> Instructions for the task:
Copy the lines below, starting with the one containing "Inspect the UI capture above and highlight the grass" and running through the last line, and shift every box coordinate in the answers up by 112. Keep the requests unchanged.

>> begin

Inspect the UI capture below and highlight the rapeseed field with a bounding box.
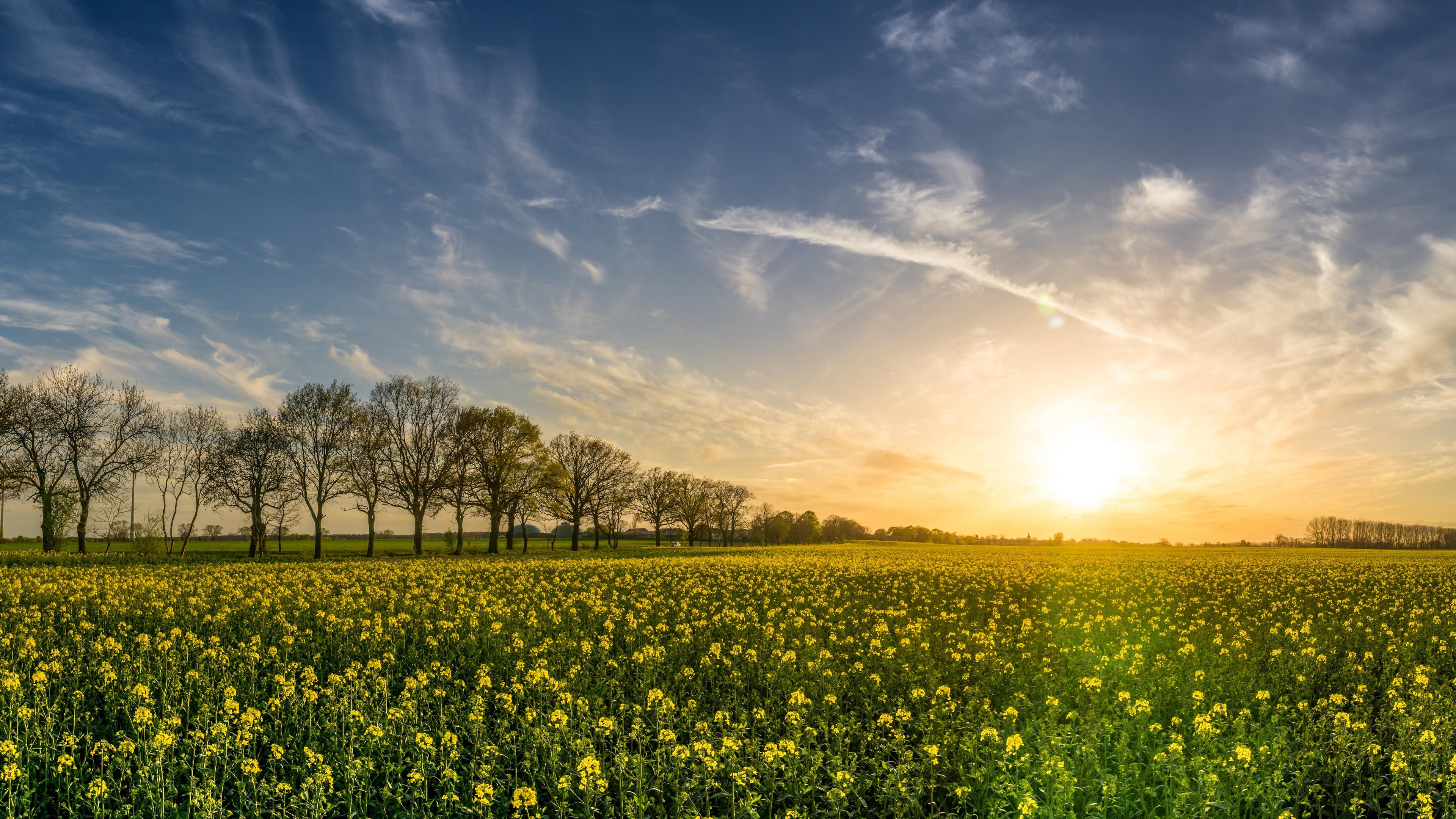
[0,544,1456,819]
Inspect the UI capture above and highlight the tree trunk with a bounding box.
[76,494,90,555]
[178,494,202,557]
[36,486,55,552]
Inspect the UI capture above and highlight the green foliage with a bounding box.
[0,544,1456,819]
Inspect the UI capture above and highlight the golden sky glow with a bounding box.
[0,0,1456,541]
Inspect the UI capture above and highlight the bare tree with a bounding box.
[278,380,358,560]
[505,455,560,554]
[370,376,460,555]
[0,377,68,552]
[345,408,389,557]
[143,406,227,555]
[92,493,131,552]
[35,364,162,554]
[546,433,610,552]
[202,408,288,557]
[632,466,677,546]
[442,406,479,555]
[750,503,778,546]
[173,406,227,555]
[673,472,714,546]
[460,406,546,555]
[587,442,638,549]
[266,481,301,554]
[712,481,753,546]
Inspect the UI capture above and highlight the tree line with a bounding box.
[0,364,786,558]
[1304,515,1456,549]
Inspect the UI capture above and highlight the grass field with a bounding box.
[0,544,1456,819]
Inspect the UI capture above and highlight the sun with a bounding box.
[1045,431,1131,506]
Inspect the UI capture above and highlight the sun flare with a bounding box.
[1045,433,1131,506]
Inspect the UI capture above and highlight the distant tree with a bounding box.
[143,406,227,555]
[202,408,288,557]
[0,372,68,552]
[460,406,546,555]
[673,472,714,546]
[441,406,473,555]
[344,406,395,557]
[278,380,358,560]
[766,508,798,545]
[370,376,460,555]
[748,503,778,546]
[712,481,753,546]
[792,510,823,544]
[546,433,631,552]
[35,364,162,554]
[632,466,677,546]
[587,442,638,549]
[821,515,869,544]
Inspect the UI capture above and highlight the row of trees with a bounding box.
[1299,516,1456,549]
[0,366,769,558]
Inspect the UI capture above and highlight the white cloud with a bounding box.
[532,230,571,261]
[1118,171,1203,224]
[697,209,1160,342]
[879,0,1082,111]
[58,216,227,265]
[414,223,496,287]
[354,0,434,26]
[868,149,984,239]
[716,240,772,312]
[1254,50,1305,86]
[0,0,173,114]
[329,344,384,380]
[578,259,607,284]
[153,337,287,408]
[601,197,667,219]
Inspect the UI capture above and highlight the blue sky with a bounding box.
[0,0,1456,539]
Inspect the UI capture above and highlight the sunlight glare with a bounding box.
[1045,433,1131,506]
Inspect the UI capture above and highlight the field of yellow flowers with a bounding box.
[0,544,1456,819]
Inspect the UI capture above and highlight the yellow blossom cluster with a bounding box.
[0,544,1456,819]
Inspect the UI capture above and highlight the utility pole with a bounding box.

>> end

> Answer to this exercise:
Inspect the UI capture above and highlight the grass field with a bounding box.
[112,656,1568,931]
Inspect the UI capture above and highlight the sun with a bounding box.
[1157,543,1243,618]
Inspect the UI capture above and highlight the sun flare with a bounding box.
[1157,545,1243,618]
Inspect the UI capture above and highlight the distant tree with a bounding box.
[255,518,339,667]
[314,520,400,669]
[112,484,180,664]
[572,518,658,667]
[785,584,826,658]
[553,518,585,667]
[456,518,507,669]
[390,492,470,672]
[878,620,910,657]
[482,488,572,667]
[860,615,890,658]
[824,593,865,658]
[904,622,935,656]
[658,545,743,664]
[147,476,274,666]
[744,578,789,658]
[699,554,750,661]
[933,627,981,656]
Inspect the UI capture above and highlight the row of trees with a bounding box.
[1411,628,1568,661]
[112,478,881,670]
Inspect the UI capture above and highlight the white cloud with a bounding box.
[644,342,683,373]
[1230,283,1315,336]
[809,321,1272,454]
[991,112,1194,223]
[170,328,339,377]
[526,335,608,399]
[466,112,546,138]
[980,261,1096,351]
[828,352,884,424]
[1366,162,1417,198]
[112,112,285,226]
[441,456,496,492]
[690,371,719,396]
[265,449,399,520]
[713,309,779,331]
Inspect the UI capture above and highlight the blue sky with a bounding box.
[112,112,1568,651]
Inspect the UI capture above and highlight the sunlight glare with a bounding box.
[1157,545,1243,618]
Inspect the UI capture above and highlight the field of yellow flowers with a bounding box.
[112,656,1568,931]
Inspect the UI capture above and highlight the yellow blossom cluster with a bounding box.
[112,656,1568,931]
Inspect the UI capture above and highlight the utility pole with a bounding box.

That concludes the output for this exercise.